### [Objective]
All entries are to be given again verbatim.
##### Provided records
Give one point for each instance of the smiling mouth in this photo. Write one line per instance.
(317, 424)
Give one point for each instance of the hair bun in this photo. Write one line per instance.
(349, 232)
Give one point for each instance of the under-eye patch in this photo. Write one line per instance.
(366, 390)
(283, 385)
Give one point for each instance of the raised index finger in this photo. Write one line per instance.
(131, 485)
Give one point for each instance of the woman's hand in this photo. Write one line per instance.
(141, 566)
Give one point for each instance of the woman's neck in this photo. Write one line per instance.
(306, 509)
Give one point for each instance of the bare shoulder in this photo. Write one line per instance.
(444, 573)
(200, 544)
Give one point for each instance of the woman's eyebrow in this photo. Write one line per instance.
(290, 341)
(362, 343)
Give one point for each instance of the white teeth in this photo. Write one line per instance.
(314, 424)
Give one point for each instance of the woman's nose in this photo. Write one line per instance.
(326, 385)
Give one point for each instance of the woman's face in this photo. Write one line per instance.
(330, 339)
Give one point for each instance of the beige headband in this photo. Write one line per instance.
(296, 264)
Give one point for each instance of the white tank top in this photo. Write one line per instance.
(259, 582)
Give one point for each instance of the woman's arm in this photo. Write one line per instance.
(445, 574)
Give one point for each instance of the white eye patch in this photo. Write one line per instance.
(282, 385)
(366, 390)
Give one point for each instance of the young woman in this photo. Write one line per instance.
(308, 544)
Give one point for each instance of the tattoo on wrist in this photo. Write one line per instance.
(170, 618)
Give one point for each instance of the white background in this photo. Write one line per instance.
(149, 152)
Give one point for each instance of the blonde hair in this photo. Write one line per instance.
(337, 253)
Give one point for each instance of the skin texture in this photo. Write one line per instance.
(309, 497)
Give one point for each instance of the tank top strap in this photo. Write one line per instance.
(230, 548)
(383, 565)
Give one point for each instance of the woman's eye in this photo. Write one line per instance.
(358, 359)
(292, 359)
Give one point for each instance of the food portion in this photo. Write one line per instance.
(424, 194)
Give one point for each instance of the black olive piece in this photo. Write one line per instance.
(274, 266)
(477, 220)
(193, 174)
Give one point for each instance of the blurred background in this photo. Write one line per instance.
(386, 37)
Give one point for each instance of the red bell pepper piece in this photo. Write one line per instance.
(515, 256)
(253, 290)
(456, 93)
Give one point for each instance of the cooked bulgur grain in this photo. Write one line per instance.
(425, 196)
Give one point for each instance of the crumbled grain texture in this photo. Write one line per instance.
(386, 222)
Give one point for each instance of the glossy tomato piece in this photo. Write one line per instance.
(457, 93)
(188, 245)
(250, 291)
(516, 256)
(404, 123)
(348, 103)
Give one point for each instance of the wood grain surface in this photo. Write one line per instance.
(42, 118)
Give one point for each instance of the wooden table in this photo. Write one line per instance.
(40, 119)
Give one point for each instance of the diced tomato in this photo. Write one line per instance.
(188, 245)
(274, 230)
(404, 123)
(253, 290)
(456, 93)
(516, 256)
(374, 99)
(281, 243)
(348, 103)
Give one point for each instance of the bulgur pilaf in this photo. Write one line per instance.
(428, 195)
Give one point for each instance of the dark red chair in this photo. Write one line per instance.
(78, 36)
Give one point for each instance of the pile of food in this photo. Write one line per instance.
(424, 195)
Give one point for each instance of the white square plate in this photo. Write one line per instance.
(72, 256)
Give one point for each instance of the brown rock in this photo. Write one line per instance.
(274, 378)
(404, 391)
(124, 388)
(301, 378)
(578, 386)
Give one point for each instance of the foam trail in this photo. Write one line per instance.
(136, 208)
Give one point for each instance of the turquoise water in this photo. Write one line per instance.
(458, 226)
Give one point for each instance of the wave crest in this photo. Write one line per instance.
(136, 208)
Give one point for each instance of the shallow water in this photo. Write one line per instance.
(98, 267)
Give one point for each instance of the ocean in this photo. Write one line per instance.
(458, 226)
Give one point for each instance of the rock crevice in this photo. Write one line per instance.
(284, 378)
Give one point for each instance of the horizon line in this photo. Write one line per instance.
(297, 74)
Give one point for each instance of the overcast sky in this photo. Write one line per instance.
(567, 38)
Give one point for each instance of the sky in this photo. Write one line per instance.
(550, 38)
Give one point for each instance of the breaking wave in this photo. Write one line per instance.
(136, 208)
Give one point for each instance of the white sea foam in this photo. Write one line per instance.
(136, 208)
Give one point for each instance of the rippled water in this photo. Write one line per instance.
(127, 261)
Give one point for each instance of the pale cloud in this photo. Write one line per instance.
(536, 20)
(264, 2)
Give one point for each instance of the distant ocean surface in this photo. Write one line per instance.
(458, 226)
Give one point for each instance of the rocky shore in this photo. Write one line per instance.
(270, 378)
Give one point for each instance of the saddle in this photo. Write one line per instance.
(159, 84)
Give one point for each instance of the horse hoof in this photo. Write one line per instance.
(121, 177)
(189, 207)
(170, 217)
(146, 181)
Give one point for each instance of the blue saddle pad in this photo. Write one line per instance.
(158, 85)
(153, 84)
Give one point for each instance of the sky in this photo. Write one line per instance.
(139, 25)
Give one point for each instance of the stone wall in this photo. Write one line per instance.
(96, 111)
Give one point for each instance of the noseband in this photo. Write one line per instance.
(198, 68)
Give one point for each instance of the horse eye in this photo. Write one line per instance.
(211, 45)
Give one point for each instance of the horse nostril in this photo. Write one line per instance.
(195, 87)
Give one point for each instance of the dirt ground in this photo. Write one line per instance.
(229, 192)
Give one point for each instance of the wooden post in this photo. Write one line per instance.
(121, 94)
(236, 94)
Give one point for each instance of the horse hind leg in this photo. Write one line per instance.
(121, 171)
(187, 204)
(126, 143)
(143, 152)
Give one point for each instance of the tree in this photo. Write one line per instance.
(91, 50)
##########
### [The completed task]
Give one point for each instance of the smiling mouth in this photo. Write one line per instance.
(317, 424)
Give one point for each instance of the hair bun in this photo. Write one line per instance.
(349, 232)
Give one point for each instance of the under-eye patch in this photo. Write one line per instance.
(366, 390)
(283, 385)
Give one point for each instance of the raised index finger in this photo. Write one line per instance.
(131, 485)
Give one point for each instance of the woman's hand in this photo. Write one line per instance.
(141, 566)
Give one point for each instance of the woman's neck in this photo. Write one line per instance.
(306, 509)
Give one point for each instance of the bare shoulder in this photo. Write one line per instance.
(444, 573)
(200, 544)
Give one point for each instance of the woman's eyebrow in this photo. Write one line per instance.
(290, 341)
(362, 343)
Give one point for each instance of the white teeth in this photo. Write one line per instance.
(314, 424)
Give one point for each instance of the woman's nose in this photo. Write one line per instance.
(326, 385)
Give one point for each instance of the woman's face in this photo. Write one line per instance.
(330, 339)
Give one point for each instance of the beige headband in this photo. Write one line per instance.
(296, 264)
Give one point for each instance of the white tank top in this photo. Write one line per instance.
(259, 582)
Give one point for each instance of the woman's arm in this photo. Write one line per instance.
(445, 574)
Give one point for each instance of the white eye patch in this photo. Write one line per instance.
(282, 385)
(366, 390)
Give one point for each instance of the young woman in this photo. Write one line per instance.
(308, 544)
Give one point for each instance of the tattoo on wrist in this photo. Write one line per instance.
(170, 618)
Give one point for each instance of the white background in this photo. Write one line per instance.
(149, 152)
Give one point for each instance of the blonde hair in this photo. Write one line per instance.
(337, 253)
Give one point for each instance of the skin texture in this photo. Write one line per instance.
(309, 497)
Give one point for each instance of the tank top strap in this photo. Write one line per instance.
(230, 548)
(383, 565)
Give one point for each instance of the woman's eye in this photo. Write one line per instance.
(358, 359)
(292, 359)
Give one point for each instance of the food portion in this photo. Write one line per instance.
(424, 194)
Give one point for each instance of the black olive piece in this photo. Write one line per instance.
(274, 266)
(477, 220)
(193, 174)
Give one point for each instance of the blurred background in this photo. Write one line per instance.
(386, 37)
Give one point for each instance of the red bell pepper piece in this photo. Write one line per instance.
(515, 256)
(253, 290)
(456, 93)
Give one point for each instance of the cooked bulgur grain in this photo. Write one line per instance.
(425, 196)
Give one point for each instance of the crumbled grain texture in this photo. Write one line per instance.
(386, 222)
Give one point for each instance of the glossy tomato piece in this photo. Write one line per instance.
(457, 93)
(188, 245)
(250, 291)
(516, 256)
(404, 123)
(348, 103)
Give one point for each instance of the wood grain surface in this photo. Write one line per instance.
(42, 118)
Give one point for each instance of the wooden table in this photo. Write one line per instance.
(40, 119)
Give one point for each instance of the diced tomato in this photo. Write one line per instance.
(188, 245)
(274, 230)
(404, 123)
(253, 290)
(456, 93)
(516, 256)
(374, 99)
(281, 243)
(348, 103)
Give one point for each instance of the bulgur pilaf in this photo. Write one line per instance.
(428, 195)
Give one point for each instance of the dark red chair in this photo. Write one line per instance.
(78, 36)
Give one point for each instance of the pile of food in this photo. Write one line per instance.
(424, 195)
Give one point for each instance of the white square plate in this photo. Write one line per instance.
(72, 256)
Give one point for each instance of the brown rock in this photo. Write one line per instance.
(274, 378)
(404, 391)
(124, 388)
(301, 378)
(578, 386)
Give one point for each instance of the foam trail in this photo. Write one line per instance.
(136, 208)
Give one point for each instance of the turquoise water in this photo. Write one line per instance.
(458, 226)
Give one point for each instance of the wave crest in this photo. Write one line per instance.
(136, 208)
Give one point for each instance of the shallow water in this photo. Write one line per instance.
(98, 267)
Give one point for each instance of the ocean in this photo. Write one line per instance.
(458, 226)
Give one point for each instance of the rock crevice in this photo. Write one line per instance.
(284, 378)
Give one point for each instance of the horizon line in this photo. Write one line per instance.
(297, 74)
Give one point for each instance of the overcast sky in this photo. Write one line per instance.
(567, 38)
Give one point for each instance of the sky in this photo. Write one line per instance.
(550, 38)
Give one point for each instance of the breaking wave in this photo. Write one line per instance.
(136, 208)
Give one point for each instance of the white sea foam in this photo. Write one line per instance.
(136, 208)
Give one point for each instance of the rippled water in this photo. Write one line per instance.
(127, 261)
Give one point for each instance of the pale cloud in this photo. Write one line per instance.
(536, 20)
(264, 2)
Give one point for each instance of the distant ocean surface in this photo. Write one line per instance.
(458, 226)
Give one point for each instance of the rocky shore in this photo. Write one line per instance.
(270, 378)
Give one point for each instance of the saddle in this photo. Write one line per instance.
(159, 84)
Give one point for each instance of the horse hoof in this photo. Write one line per instance.
(121, 177)
(189, 207)
(170, 217)
(146, 181)
Give one point for each instance of the blue saddle pad in this photo. Write one line per instance.
(158, 85)
(153, 84)
Give one point for each instance of the sky in this photo. Write one line per instance.
(139, 25)
Give one point for each instance of the stone wall in this photo. Write one line per instance.
(96, 111)
Give one point for each instance of the noseband in this photo. Write one line per instance.
(198, 68)
Give one point for each instance of the horse eye in this photo. Write one line per instance.
(211, 45)
Give one point for each instance of the horse nostril in this photo. Write one line per instance.
(195, 87)
Give one point for each instance of the dirt ground in this photo. Write one line per instance.
(229, 192)
Give one point for each instance of the wooden post in this photo. Write one line per instance.
(121, 94)
(236, 94)
Give one point for each instance of the horse hind leg in this photo. Write one line per instance.
(121, 171)
(187, 204)
(126, 143)
(143, 152)
Give one point for each instance of the tree in this photo. Write one line per instance.
(91, 50)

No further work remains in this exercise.